> [EXTRAIT DU DOCUMENT]:
^^^^^^^^

Présentation de Pierre Gouin


Fort d’une expérience de plus de quinze ans en gestion de la dette au ministère des Finances, l’auteur a été embauché comme « Gestionnaire de portefeuille » à la Caisse de dépôt et placement du Québec à la fin de 2004, peu de temps après le changement de la loi sur la gouvernance de la Caisse.


Comme spécialiste, il a siégé au Comité de répartition de l’actif présidé par le chef de la Direction des placements, où se rencontrent mensuellement les vice-présidents impliqués dans la gestion des placements.


L’auteur a constaté des manquements aux bonnes pratiques de gestion dans son secteur d’activités, et, en l’absence de réponses satisfaisantes de ses supérieurs, il a fait part de ses critiques à un professionnel de la vérification interne de la Caisse en 2007.


Selon un témoin, le vice-président à la Vérification interne a très mal pris cette démarche. Non seulement n’a-t-il pas demandé à rencontrer l’auteur, il a plutôt divulgué à ses supérieurs ses propos pourtant censés être tenus confidentiels.


L’auteur a perdu son emploi à la Caisse dans le cadre de la vague de mises à pied du printemps 2009. 


Au cours de ses derniers mois à la Caisse l’auteur a également été témoin d’une importante opération de manipulation de l’opinion publique.

^^^^^^^^

> [TRAVAIL DEMANDÉ]:
Recopiez mot pour mot le passage de la présentation de Pierre Gouin qui va de « L’auteur a constaté » à « de l’opinion publique. », ces deux bornes comprises.

> [DONNÉES FOURNIES]:
^^^^^^^^

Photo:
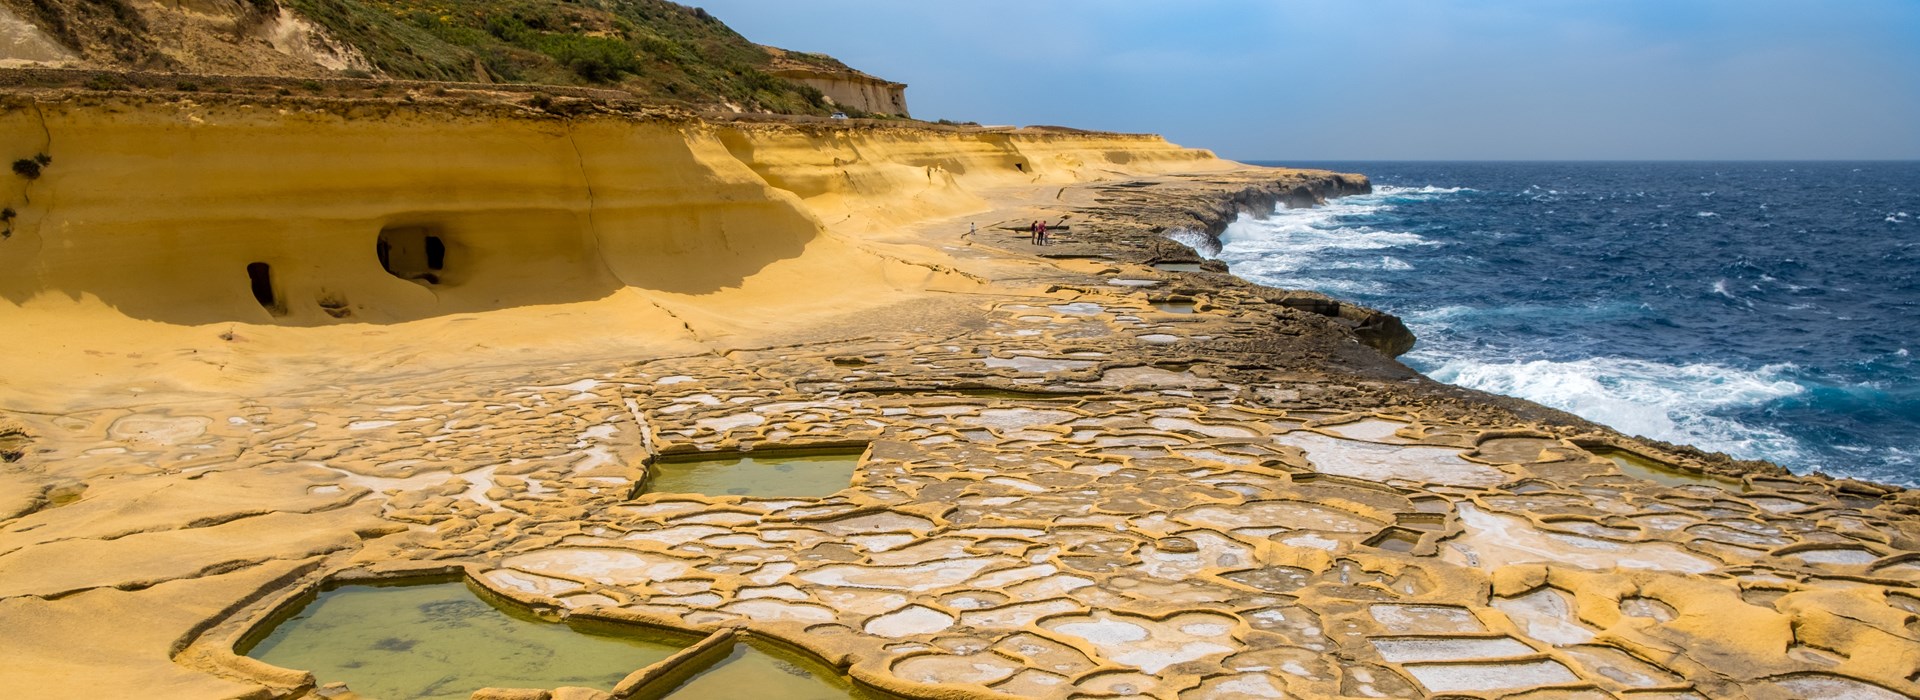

^^^^^^^^

> [CORRIGÉ]:
L’auteur a constaté des manquements aux bonnes pratiques de gestion dans son secteur d’activités, et, en l’absence de réponses satisfaisantes de ses supérieurs, il a fait part de ses critiques à un professionnel de la vérification interne de la Caisse en 2007.


Selon un témoin, le vice-président à la Vérification interne a très mal pris cette démarche. Non seulement n’a-t-il pas demandé à rencontrer l’auteur, il a plutôt divulgué à ses supérieurs ses propos pourtant censés être tenus confidentiels.


L’auteur a perdu son emploi à la Caisse dans le cadre de la vague de mises à pied du printemps 2009. 


Au cours de ses derniers mois à la Caisse l’auteur a également été témoin d’une importante opération de manipulation de l’opinion publique.